**Directions:** Retype every line of the data below, starting with the first and ending with the line that contains "Can you find the damselfly's head", but leave out the pictures.

Point localization data:
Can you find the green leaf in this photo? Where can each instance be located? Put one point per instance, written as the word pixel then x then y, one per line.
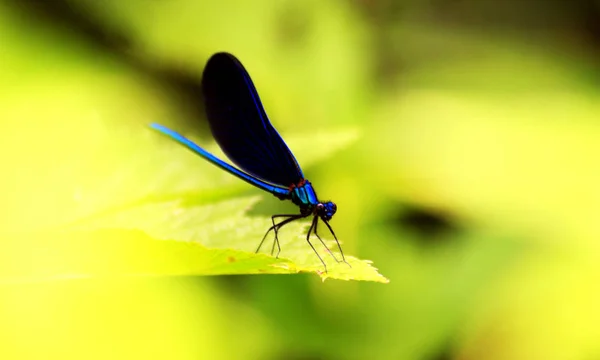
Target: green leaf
pixel 210 239
pixel 170 213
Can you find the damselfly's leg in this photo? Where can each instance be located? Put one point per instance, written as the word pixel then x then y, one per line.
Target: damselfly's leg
pixel 337 242
pixel 321 240
pixel 275 230
pixel 276 227
pixel 312 225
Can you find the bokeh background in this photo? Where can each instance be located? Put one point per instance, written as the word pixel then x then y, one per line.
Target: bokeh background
pixel 473 185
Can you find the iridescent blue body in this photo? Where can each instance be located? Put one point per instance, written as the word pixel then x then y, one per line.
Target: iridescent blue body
pixel 242 129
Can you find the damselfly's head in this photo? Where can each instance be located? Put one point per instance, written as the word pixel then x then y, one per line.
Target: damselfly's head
pixel 326 210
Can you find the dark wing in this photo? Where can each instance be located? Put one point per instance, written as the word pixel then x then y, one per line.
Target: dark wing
pixel 240 125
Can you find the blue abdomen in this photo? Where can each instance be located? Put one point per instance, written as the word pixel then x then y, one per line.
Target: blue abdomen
pixel 304 196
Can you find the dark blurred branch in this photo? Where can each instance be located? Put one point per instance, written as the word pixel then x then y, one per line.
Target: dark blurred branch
pixel 111 41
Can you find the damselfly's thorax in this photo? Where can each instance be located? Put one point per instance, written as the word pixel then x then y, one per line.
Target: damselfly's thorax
pixel 304 195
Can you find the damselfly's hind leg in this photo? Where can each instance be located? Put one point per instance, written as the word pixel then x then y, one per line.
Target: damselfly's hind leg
pixel 337 242
pixel 316 221
pixel 276 228
pixel 312 226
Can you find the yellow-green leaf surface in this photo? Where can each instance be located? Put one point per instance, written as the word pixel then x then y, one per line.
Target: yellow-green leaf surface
pixel 164 214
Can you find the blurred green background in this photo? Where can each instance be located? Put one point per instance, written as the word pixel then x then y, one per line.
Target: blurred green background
pixel 473 185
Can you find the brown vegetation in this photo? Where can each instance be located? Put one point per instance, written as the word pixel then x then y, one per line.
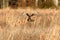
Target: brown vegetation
pixel 14 24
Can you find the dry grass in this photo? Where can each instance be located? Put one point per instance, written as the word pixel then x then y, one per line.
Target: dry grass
pixel 14 24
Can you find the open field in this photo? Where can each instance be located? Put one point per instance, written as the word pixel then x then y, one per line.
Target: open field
pixel 14 24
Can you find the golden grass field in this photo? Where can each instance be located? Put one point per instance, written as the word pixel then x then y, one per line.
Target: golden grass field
pixel 14 24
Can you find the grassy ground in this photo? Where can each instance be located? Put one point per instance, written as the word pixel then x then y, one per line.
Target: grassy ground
pixel 14 24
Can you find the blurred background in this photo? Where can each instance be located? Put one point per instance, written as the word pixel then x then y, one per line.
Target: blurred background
pixel 30 3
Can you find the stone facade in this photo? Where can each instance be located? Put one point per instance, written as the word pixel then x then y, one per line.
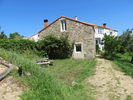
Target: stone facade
pixel 76 31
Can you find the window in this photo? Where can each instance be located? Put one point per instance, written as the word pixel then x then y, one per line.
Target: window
pixel 97 41
pixel 78 48
pixel 63 25
pixel 100 30
pixel 111 33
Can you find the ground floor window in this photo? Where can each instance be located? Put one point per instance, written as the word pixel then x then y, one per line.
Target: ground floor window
pixel 78 48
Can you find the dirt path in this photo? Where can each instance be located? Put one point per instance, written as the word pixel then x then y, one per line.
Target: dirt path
pixel 9 87
pixel 111 84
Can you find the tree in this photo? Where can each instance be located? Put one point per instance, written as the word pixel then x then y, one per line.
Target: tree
pixel 127 41
pixel 15 35
pixel 2 35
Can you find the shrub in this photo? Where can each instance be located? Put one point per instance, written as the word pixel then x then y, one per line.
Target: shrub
pixel 97 48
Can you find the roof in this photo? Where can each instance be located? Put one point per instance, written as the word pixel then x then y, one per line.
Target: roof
pixel 76 21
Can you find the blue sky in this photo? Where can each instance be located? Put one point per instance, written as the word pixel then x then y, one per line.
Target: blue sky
pixel 26 16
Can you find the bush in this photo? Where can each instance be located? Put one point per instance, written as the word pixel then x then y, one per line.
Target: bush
pixel 51 46
pixel 54 47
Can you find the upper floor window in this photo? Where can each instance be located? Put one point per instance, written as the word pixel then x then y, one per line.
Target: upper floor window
pixel 111 33
pixel 63 25
pixel 78 48
pixel 100 30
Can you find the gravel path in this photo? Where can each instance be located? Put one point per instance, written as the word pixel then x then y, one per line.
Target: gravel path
pixel 111 84
pixel 9 87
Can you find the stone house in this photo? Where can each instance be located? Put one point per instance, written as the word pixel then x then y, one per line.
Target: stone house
pixel 83 33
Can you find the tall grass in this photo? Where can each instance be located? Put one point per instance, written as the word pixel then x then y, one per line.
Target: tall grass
pixel 123 61
pixel 45 84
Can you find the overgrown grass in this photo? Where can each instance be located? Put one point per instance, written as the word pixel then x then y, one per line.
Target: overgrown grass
pixel 51 83
pixel 123 61
pixel 72 70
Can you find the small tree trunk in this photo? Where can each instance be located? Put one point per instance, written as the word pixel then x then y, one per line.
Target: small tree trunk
pixel 132 60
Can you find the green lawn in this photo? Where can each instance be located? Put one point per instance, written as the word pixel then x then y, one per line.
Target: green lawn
pixel 63 81
pixel 123 61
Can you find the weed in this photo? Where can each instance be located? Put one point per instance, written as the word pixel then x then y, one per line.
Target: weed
pixel 128 97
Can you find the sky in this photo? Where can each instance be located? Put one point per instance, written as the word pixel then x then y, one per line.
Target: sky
pixel 26 16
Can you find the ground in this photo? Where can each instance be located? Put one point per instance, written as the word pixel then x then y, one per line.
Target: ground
pixel 108 83
pixel 9 87
pixel 111 84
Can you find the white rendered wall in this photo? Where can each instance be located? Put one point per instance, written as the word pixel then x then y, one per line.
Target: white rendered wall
pixel 35 38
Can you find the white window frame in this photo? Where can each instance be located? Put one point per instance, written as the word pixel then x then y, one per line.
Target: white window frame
pixel 63 25
pixel 100 30
pixel 78 45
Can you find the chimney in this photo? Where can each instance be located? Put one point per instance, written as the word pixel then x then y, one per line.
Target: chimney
pixel 104 25
pixel 45 23
pixel 75 18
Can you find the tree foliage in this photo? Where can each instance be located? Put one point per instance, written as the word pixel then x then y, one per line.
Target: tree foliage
pixel 112 44
pixel 127 41
pixel 50 46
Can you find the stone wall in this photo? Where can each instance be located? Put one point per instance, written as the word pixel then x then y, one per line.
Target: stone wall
pixel 76 31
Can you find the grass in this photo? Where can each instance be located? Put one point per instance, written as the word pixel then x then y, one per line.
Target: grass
pixel 54 82
pixel 73 73
pixel 122 61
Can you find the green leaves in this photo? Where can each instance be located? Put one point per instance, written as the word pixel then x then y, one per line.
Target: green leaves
pixel 112 44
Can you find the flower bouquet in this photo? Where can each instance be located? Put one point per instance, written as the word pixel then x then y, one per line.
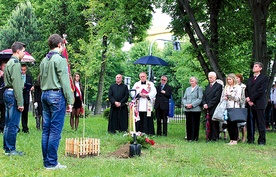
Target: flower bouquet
pixel 141 138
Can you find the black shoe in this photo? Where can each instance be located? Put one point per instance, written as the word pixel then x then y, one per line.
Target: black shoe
pixel 15 153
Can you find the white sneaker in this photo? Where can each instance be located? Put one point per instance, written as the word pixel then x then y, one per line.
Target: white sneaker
pixel 58 166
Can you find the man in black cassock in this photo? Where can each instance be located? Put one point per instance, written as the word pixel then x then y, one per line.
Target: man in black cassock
pixel 118 96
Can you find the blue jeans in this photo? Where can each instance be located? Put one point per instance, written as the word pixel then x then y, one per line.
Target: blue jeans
pixel 12 119
pixel 54 109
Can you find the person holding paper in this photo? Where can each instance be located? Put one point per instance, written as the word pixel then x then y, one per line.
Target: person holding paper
pixel 164 92
pixel 77 106
pixel 28 86
pixel 145 92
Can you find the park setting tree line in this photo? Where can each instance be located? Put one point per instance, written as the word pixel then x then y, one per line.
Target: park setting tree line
pixel 222 36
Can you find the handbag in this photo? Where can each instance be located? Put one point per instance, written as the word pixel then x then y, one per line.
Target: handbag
pixel 219 111
pixel 171 107
pixel 237 114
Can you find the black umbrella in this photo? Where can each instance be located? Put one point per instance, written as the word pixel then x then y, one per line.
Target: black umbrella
pixel 151 60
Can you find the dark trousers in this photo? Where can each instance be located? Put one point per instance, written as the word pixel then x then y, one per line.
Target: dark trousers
pixel 256 116
pixel 269 114
pixel 162 115
pixel 214 127
pixel 145 124
pixel 233 130
pixel 24 119
pixel 192 125
pixel 2 117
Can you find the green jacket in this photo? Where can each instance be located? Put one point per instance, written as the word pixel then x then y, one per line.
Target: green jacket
pixel 13 79
pixel 54 75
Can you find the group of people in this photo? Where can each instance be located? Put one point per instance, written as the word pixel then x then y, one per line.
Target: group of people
pixel 146 97
pixel 53 92
pixel 238 95
pixel 251 95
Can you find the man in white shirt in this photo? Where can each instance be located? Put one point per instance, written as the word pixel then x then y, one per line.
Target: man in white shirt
pixel 145 92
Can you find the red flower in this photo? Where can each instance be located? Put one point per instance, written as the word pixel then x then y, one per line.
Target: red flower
pixel 151 142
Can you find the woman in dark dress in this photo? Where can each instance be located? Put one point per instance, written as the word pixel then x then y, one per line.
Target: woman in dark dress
pixel 77 107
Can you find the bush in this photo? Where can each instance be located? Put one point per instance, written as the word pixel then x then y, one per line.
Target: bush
pixel 106 113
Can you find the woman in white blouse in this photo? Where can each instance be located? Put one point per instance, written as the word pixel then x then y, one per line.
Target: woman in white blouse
pixel 232 93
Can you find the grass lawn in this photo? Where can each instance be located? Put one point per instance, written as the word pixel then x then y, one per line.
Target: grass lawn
pixel 171 156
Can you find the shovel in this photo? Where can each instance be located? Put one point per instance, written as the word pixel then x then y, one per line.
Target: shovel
pixel 134 149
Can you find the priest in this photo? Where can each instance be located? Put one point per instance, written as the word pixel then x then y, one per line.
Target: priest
pixel 118 97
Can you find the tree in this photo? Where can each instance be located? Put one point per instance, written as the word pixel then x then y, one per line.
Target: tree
pixel 226 34
pixel 116 22
pixel 21 26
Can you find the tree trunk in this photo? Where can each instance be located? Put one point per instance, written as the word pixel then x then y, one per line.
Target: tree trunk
pixel 189 31
pixel 98 105
pixel 259 12
pixel 207 48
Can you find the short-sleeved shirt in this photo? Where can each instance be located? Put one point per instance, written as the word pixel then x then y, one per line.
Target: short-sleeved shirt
pixel 54 75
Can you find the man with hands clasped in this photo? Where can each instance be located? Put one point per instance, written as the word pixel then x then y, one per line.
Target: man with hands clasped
pixel 255 93
pixel 161 105
pixel 56 92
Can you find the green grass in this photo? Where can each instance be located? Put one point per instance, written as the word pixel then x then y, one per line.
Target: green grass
pixel 171 156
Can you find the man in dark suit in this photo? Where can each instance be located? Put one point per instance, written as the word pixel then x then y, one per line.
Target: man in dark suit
pixel 2 105
pixel 28 86
pixel 255 93
pixel 161 106
pixel 210 100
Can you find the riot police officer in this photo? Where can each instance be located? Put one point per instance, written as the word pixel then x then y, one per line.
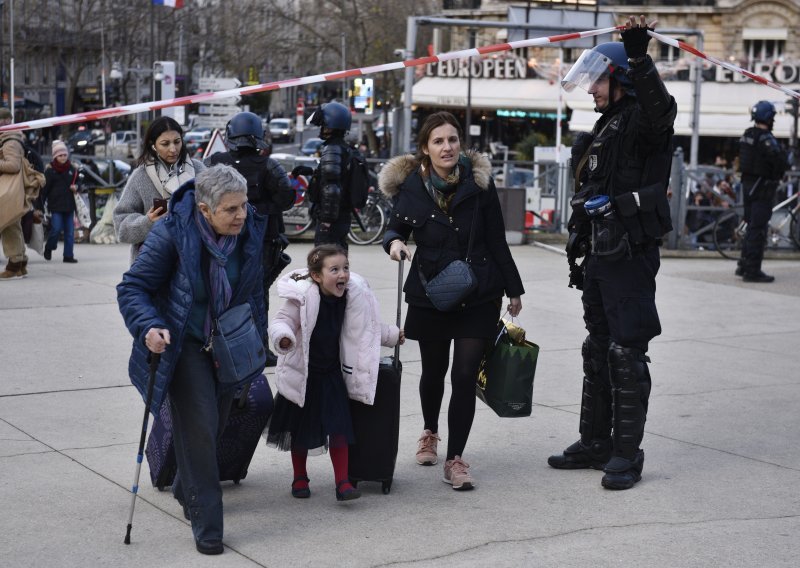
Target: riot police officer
pixel 620 213
pixel 763 163
pixel 340 182
pixel 268 190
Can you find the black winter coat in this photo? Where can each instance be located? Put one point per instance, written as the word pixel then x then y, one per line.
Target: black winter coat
pixel 55 193
pixel 441 238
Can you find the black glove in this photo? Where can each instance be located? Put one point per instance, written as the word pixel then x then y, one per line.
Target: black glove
pixel 636 40
pixel 302 171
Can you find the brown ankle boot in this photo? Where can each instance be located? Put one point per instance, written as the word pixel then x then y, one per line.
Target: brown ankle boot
pixel 13 271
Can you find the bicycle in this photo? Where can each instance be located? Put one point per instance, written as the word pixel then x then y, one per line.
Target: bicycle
pixel 369 222
pixel 730 228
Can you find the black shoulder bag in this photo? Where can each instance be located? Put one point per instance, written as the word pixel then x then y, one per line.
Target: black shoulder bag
pixel 456 281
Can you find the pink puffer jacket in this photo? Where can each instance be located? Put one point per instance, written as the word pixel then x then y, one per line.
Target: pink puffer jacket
pixel 359 346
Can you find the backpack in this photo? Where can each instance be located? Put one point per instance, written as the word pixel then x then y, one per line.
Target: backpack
pixel 359 180
pixel 33 179
pixel 33 157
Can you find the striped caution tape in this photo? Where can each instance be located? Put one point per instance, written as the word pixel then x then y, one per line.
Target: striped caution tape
pixel 275 85
pixel 338 75
pixel 730 66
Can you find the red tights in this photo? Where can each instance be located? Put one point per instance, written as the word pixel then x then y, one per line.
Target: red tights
pixel 338 450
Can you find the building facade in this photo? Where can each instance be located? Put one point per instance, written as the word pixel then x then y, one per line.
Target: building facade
pixel 761 36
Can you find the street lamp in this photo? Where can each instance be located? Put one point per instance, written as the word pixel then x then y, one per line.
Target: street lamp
pixel 118 71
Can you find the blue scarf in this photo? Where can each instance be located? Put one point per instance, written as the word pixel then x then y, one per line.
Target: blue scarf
pixel 219 247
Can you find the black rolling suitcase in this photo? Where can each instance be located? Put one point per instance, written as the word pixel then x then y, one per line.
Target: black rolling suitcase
pixel 251 410
pixel 377 427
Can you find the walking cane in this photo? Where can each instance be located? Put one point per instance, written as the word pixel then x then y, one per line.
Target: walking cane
pixel 155 358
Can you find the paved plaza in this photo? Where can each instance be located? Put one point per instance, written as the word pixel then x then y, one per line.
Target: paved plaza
pixel 720 484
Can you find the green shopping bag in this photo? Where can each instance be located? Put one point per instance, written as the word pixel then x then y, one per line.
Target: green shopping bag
pixel 505 376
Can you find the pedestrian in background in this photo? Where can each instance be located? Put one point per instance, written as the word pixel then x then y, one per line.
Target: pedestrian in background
pixel 269 191
pixel 620 213
pixel 166 302
pixel 441 196
pixel 763 163
pixel 12 151
pixel 58 196
pixel 328 322
pixel 162 167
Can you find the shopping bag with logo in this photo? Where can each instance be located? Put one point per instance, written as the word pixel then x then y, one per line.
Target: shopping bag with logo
pixel 505 376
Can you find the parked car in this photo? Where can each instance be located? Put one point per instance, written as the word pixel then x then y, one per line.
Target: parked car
pixel 517 177
pixel 311 146
pixel 122 144
pixel 282 130
pixel 81 142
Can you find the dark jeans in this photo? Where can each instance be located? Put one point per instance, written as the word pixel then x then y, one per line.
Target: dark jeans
pixel 757 212
pixel 199 414
pixel 619 299
pixel 61 221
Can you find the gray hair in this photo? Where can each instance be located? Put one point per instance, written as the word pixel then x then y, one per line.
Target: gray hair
pixel 214 182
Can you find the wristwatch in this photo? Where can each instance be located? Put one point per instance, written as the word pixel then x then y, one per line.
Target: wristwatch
pixel 636 61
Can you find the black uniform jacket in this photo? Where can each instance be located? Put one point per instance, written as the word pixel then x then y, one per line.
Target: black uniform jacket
pixel 441 238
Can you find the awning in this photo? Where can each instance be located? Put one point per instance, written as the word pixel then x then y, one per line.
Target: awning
pixel 529 94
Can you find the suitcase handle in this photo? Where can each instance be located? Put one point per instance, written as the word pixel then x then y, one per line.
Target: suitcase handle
pixel 399 299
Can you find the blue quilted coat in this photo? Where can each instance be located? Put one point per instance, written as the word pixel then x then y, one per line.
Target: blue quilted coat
pixel 157 290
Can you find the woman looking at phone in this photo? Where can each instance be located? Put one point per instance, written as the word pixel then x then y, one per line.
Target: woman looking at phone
pixel 162 167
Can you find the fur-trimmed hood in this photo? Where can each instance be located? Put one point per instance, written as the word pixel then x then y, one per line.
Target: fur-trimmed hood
pixel 395 172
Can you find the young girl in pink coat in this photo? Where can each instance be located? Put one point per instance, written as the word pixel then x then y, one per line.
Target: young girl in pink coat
pixel 328 338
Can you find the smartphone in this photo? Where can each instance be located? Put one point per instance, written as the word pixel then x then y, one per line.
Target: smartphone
pixel 159 202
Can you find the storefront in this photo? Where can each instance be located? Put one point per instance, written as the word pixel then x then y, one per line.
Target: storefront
pixel 508 99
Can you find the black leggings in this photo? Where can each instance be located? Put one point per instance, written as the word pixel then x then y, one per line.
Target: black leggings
pixel 467 356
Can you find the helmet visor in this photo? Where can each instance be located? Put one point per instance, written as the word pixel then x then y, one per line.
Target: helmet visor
pixel 590 67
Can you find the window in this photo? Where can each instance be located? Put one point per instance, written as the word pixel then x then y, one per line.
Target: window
pixel 764 49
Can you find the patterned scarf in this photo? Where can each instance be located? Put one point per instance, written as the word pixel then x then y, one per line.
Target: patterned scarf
pixel 442 190
pixel 168 178
pixel 219 247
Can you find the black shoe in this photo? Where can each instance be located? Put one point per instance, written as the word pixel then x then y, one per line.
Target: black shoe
pixel 579 456
pixel 272 359
pixel 301 492
pixel 622 473
pixel 209 546
pixel 758 277
pixel 347 494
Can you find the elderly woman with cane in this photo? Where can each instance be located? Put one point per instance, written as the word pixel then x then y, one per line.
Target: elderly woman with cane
pixel 203 259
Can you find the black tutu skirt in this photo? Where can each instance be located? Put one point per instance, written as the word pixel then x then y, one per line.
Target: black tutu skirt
pixel 326 412
pixel 429 324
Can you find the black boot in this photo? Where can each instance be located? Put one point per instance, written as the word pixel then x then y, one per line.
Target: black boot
pixel 622 473
pixel 593 450
pixel 757 277
pixel 630 381
pixel 581 456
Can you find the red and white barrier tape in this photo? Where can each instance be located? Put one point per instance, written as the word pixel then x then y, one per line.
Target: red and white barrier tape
pixel 275 85
pixel 730 66
pixel 338 75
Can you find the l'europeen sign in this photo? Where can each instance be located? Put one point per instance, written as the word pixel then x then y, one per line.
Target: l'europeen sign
pixel 777 72
pixel 489 68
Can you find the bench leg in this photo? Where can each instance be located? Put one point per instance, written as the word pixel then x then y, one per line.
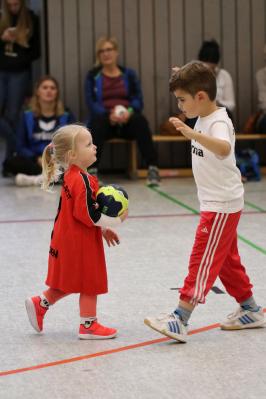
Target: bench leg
pixel 132 164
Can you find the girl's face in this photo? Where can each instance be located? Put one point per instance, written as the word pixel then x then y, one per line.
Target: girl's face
pixel 13 6
pixel 108 54
pixel 85 151
pixel 47 91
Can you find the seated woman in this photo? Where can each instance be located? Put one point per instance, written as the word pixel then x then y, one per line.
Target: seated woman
pixel 34 132
pixel 108 86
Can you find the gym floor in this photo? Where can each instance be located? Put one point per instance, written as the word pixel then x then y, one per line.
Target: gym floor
pixel 145 271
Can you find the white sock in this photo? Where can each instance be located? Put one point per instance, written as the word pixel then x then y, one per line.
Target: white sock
pixel 87 321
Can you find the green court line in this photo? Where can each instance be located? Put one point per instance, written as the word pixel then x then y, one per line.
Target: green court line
pixel 180 203
pixel 251 205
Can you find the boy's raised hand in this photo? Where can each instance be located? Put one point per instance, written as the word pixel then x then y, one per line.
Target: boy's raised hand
pixel 182 127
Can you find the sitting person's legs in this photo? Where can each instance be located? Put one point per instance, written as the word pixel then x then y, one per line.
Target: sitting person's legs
pixel 138 129
pixel 101 130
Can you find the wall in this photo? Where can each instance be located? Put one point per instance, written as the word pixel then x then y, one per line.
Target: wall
pixel 155 35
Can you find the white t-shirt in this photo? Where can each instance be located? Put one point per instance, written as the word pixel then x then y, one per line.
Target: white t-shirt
pixel 218 179
pixel 225 89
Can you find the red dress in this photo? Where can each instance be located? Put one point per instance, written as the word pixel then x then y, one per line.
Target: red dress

**Response below:**
Can you find the green leaf in this photo? Where can each instance be located? Put one point per instance, written as the word pixel then x then y, one per line.
Target: green leaf
pixel 210 239
pixel 170 213
Can you find the damselfly's leg in this photo? Where can each instance be located? Put one point per instance, written as the word pixel then x then y, one per line.
Target: damselfly's leg
pixel 337 242
pixel 321 240
pixel 275 230
pixel 276 227
pixel 312 225
Can you find the bokeh background in this photo? Where can each instance be located? Put one point per instance, written as the word pixel then x then y, one per line.
Target: bokeh background
pixel 473 185
Can you find the iridescent blue body in this photo? Where can each instance be located? Put one point per instance, written as the word pixel then x then y, one per line.
Target: iridescent blue body
pixel 242 129
Can you find the damselfly's head in this photo? Where can each instance be located? Put one point per instance, written as the word pixel then x then y, one per line.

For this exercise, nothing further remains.